━━━━━ PAGE EXTRACT
Post-Quantum Cryptography (PQC) support

[karel-m]

This pull request introduces an initial proposal for Post-Quantum Cryptography (PQC) support

It adds support for the following NIST PQC standards:

• FIPS 203: Module-Lattice-Based Key Encapsulation Mechanism (ML-KEM)
• FIPS 204: Module-Lattice-Based Digital Signature Standard (ML-DSA)
• FIPS 205: Stateless Hash-Based Digital Signature Standard (SLH-DSA)

Further details on the standards can be found here: https://csrc.nist.gov/projects/post-quantum-cryptography#pqc-standards

The implementation is based on the official reference implementations (all of them public domain):

• https://github.com/pq-crystals/kyber (ML-KEM a.k.a. CRYSTALS-Kyber)
• https://github.com/pq-crystals/dilithium (ML-DSA a.k.a. CRYSTALS-Dilithium)
• https://github.com/sphincs/sphincsplus (SLH-DSA a.k.a. SPHINCS+)

I also considered adding support for NTRU Prime (as currently used for hybrid kex in OpenSSH 9), but it appears that the OpenSSH project is planning to move to ML-KEM in version 10. Therefore, I kept only the NIST PQC stuff.

A new public API has been introduced in: src/headers/tomcrypt_pqc.h The aim was to keep the interface simple/compact (unfortunately PQC itself is far from being simple/compact), while aligning with existing LTC design patterns.

At present, the test coverage is limited to basic functional checks:

• key generation + encapsulation + decapsulation (ML-KEM)
• key generation + signing + verification (ML-DSA, SLH-DSA)

MISSING: Official NIST test vectors still need to be identified (ACVP?) and added to the test suite.

MISSING: Interoperability with other crypto libraries was not tested at all.

MISSING: Functions for key import/export currently handle only raw data; sooner or later PKCS#8 (for privkeys) and/or SPKI/X.509 (for pubkeys) will be probably needed.

IMPORTANT: The code in this initial PR is very lightly tested and is not suitable for production use.

This change is intended as a first step towards PQC support and is open for discussion, review, and further improvements.

Checklist

• documentation is added or updated
• tests are added or updated

[karel-m]

As for key formats, there are some very recent standards:

• RFC 9935 (March 2026) defines ML-KEM in X.509/PKIX, including subject public keys and private keys.
• RFC 9909 (December 2025) defines SLH-DSA in X.509/PKIX, including public keys, signatures and private keys.
• RFC 9881 (October 2025) defines ML-DSA for X.509 certificates and CRLs, including subject public keys, signatures and private keys.
━━━━━━━━━━
━━━━━ RECORDS SUPPLIED
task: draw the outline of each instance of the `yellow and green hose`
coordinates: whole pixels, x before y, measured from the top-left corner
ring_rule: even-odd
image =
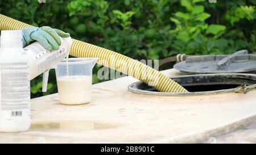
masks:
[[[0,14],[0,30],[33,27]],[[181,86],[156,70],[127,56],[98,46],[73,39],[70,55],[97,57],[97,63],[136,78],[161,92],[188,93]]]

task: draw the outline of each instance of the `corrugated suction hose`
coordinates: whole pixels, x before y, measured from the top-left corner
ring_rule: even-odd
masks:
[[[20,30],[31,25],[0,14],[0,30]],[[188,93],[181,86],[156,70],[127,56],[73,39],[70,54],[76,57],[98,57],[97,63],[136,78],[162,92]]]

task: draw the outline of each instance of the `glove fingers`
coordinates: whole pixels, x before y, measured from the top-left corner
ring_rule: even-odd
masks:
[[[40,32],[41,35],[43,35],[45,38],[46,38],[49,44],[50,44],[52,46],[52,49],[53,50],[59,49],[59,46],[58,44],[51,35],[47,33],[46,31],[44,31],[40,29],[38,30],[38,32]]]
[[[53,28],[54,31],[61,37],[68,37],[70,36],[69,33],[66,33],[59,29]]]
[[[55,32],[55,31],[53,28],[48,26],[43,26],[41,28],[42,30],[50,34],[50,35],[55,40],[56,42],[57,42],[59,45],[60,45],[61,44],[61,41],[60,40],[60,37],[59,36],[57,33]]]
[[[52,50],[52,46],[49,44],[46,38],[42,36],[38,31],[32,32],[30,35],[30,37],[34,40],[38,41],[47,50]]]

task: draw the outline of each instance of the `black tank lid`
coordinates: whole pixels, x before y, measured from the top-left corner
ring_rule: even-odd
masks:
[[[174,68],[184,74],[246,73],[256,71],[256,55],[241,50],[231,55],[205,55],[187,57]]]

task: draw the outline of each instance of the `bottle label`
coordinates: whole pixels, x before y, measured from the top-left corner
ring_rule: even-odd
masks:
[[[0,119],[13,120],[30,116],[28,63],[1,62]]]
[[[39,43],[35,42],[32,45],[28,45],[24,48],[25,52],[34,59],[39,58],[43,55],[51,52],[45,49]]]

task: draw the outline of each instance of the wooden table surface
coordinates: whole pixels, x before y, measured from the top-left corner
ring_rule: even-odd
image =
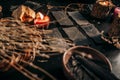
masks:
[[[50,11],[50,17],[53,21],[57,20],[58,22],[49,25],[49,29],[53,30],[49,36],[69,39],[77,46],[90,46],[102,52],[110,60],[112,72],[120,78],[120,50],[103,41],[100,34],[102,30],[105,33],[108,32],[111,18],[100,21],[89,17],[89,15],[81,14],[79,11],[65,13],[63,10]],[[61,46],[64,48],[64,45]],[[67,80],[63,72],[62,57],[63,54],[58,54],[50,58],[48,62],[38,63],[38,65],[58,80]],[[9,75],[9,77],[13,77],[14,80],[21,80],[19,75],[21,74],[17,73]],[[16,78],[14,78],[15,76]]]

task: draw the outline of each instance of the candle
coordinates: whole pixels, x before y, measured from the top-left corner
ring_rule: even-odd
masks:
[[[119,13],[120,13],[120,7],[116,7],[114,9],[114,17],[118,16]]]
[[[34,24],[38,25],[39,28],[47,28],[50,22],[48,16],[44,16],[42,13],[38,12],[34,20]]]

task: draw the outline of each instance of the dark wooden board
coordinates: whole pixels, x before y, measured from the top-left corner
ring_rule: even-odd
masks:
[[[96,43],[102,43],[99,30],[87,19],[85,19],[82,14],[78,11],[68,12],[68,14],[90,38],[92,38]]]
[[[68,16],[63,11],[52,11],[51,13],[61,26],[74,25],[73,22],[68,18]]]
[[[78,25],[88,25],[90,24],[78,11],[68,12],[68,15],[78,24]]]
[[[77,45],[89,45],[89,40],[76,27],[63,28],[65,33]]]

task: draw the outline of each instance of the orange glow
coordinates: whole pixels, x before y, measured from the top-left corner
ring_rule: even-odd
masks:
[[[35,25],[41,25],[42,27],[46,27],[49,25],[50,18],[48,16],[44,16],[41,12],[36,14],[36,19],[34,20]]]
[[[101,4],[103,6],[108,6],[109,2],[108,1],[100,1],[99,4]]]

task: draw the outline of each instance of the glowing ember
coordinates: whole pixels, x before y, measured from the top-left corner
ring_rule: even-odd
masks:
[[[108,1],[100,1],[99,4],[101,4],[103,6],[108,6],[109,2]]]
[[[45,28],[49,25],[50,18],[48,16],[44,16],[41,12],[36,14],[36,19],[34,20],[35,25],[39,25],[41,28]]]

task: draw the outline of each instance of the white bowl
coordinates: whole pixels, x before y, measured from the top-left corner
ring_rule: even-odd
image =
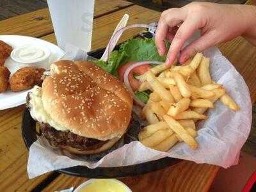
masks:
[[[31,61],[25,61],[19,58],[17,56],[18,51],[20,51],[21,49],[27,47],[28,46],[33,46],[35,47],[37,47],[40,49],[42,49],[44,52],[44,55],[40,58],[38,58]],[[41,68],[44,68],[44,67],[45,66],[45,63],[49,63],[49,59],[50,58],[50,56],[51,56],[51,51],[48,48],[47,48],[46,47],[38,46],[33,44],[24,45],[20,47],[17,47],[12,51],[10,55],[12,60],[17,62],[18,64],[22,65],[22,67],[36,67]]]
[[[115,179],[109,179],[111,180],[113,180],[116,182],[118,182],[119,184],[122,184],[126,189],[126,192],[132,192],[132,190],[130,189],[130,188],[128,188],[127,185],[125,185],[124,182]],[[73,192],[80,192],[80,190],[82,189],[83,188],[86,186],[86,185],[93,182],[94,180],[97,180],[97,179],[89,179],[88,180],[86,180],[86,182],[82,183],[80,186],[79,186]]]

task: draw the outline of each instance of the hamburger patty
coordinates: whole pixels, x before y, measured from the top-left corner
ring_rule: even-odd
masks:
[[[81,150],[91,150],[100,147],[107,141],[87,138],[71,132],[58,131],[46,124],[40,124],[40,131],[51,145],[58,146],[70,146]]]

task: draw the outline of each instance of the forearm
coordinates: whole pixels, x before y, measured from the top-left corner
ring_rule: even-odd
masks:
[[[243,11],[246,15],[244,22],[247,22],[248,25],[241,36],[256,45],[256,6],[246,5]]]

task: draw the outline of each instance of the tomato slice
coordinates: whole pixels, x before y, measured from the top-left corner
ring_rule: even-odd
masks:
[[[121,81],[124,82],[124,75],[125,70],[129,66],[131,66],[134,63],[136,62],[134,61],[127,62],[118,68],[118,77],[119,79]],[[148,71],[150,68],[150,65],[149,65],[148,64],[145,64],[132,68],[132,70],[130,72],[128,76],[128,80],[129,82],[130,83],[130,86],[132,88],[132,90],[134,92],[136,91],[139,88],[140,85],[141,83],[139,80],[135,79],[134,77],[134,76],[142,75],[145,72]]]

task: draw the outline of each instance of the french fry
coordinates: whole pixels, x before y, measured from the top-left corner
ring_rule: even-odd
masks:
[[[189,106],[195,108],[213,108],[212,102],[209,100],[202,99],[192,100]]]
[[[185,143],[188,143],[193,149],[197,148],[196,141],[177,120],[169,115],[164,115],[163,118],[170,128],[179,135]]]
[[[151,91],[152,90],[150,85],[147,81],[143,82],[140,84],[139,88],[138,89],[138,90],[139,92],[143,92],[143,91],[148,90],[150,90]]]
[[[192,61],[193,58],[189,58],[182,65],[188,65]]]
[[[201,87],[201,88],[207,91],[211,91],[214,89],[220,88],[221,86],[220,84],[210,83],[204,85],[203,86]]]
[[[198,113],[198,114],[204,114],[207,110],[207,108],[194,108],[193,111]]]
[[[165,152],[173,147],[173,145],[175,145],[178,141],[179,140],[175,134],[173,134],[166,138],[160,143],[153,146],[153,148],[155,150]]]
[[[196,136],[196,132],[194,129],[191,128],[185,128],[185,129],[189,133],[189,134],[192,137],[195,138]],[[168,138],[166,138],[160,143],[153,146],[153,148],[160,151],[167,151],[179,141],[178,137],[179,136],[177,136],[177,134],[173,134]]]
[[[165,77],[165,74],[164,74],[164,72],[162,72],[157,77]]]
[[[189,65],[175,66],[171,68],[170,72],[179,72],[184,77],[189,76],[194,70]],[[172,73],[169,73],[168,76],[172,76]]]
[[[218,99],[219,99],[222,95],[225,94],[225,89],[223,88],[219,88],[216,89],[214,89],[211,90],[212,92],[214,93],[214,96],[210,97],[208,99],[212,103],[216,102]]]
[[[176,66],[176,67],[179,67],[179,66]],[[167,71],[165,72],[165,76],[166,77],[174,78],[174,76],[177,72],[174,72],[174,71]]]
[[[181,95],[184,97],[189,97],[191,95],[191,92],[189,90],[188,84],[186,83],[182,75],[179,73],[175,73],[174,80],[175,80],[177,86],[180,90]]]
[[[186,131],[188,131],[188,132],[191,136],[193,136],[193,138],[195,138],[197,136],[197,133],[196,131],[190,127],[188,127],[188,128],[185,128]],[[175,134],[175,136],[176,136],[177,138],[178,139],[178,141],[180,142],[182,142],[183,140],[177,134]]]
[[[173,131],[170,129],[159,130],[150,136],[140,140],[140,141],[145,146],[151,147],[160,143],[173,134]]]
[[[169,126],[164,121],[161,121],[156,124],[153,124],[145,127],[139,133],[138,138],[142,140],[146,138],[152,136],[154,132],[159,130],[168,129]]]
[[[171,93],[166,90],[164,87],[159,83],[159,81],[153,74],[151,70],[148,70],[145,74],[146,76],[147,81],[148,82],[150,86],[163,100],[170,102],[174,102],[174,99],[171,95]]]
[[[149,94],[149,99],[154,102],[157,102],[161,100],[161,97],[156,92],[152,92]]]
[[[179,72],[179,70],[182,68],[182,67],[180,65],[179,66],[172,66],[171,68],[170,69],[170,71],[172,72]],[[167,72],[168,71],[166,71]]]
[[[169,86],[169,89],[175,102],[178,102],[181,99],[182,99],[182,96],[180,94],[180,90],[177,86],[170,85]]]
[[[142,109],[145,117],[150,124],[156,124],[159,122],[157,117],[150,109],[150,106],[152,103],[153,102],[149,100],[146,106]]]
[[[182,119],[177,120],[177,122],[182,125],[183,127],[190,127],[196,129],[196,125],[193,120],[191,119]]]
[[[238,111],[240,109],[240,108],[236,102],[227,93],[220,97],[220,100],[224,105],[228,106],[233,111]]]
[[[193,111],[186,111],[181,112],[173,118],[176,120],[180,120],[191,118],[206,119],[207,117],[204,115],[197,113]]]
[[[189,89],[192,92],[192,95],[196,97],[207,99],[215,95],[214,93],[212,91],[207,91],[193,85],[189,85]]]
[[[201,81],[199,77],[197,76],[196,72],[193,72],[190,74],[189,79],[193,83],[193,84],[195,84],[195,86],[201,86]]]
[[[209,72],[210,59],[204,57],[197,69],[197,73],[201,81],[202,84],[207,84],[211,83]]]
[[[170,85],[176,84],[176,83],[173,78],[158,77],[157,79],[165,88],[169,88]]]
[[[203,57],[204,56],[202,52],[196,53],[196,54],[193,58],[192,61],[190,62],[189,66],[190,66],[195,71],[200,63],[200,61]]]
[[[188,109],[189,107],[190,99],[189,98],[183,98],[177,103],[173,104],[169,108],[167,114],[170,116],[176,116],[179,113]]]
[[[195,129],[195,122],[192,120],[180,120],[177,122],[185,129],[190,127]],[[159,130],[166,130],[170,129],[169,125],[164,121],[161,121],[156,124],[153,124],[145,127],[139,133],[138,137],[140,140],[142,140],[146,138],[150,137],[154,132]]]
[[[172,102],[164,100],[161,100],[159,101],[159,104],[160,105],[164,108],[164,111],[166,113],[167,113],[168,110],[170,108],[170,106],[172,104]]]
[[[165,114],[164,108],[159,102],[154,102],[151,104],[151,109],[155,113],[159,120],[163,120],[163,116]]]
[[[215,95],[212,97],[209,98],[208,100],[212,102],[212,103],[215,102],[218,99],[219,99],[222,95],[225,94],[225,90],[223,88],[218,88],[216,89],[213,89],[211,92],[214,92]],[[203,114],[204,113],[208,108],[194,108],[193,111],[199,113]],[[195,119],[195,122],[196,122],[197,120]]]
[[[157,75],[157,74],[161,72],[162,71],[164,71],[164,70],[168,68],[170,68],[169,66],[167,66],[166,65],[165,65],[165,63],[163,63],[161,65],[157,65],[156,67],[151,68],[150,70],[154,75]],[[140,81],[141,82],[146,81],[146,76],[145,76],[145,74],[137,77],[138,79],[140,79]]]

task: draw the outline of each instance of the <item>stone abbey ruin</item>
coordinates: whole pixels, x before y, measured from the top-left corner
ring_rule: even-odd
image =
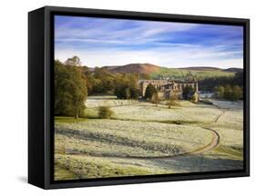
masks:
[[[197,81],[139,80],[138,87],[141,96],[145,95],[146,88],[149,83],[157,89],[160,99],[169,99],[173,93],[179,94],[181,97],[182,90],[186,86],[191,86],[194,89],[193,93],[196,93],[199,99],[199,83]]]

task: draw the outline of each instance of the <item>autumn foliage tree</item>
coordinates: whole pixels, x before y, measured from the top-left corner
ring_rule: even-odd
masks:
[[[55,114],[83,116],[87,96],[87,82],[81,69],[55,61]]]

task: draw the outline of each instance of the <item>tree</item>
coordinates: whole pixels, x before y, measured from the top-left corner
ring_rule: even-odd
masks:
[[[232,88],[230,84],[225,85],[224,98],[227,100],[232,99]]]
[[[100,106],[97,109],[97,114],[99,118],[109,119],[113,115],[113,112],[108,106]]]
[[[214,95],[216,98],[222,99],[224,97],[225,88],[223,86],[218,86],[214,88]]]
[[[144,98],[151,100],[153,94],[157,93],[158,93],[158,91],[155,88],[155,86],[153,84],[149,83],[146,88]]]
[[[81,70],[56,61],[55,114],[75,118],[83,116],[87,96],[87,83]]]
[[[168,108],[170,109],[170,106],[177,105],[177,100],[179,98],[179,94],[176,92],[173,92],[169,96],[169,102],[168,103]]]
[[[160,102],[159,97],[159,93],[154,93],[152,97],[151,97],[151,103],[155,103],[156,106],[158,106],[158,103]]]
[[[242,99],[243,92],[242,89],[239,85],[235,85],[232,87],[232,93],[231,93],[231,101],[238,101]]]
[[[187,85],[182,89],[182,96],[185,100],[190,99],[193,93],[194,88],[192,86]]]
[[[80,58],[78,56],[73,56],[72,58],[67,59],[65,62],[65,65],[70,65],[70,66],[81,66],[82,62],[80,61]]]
━━━━━━━━━━
WRITTEN REQUEST A =>
According to the pull request, which header file holds the new public API?
WRITTEN REQUEST B =>
Revise the stretch of the entries from the line containing "task: draw the outline of each instance of the <item>tree</item>" through the end of the entries, replacing "whole pixels" with "integer pixels" and leaving everything else unchanged.

FULL SOLUTION A =>
src/headers/tomcrypt_pqc.h

FULL SOLUTION B =>
task: draw the outline of each instance of the <item>tree</item>
coordinates: integer pixels, x before y, measured from the top-left corner
ring_rule: even-odd
masks:
[[[232,88],[230,84],[225,85],[224,98],[227,100],[232,99]]]
[[[100,106],[97,109],[97,114],[99,118],[109,119],[113,115],[113,112],[108,106]]]
[[[214,95],[216,98],[222,99],[224,97],[225,88],[223,86],[218,86],[214,88]]]
[[[144,98],[151,100],[153,94],[157,93],[158,93],[158,91],[155,88],[155,86],[153,84],[149,83],[146,88]]]
[[[81,70],[56,61],[55,114],[75,118],[83,116],[87,96],[87,83]]]
[[[168,108],[170,109],[170,106],[177,105],[177,100],[179,98],[179,94],[176,92],[173,92],[169,96],[169,102],[168,103]]]
[[[160,102],[159,97],[159,93],[154,93],[152,97],[151,97],[151,103],[155,103],[156,106],[158,106],[158,103]]]
[[[242,99],[243,92],[242,89],[239,85],[235,85],[232,87],[232,93],[231,93],[231,101],[238,101]]]
[[[187,85],[182,89],[182,96],[185,100],[190,99],[193,93],[194,88],[192,86]]]
[[[80,58],[78,56],[73,56],[72,58],[67,59],[65,62],[65,65],[70,65],[70,66],[81,66],[82,62],[80,61]]]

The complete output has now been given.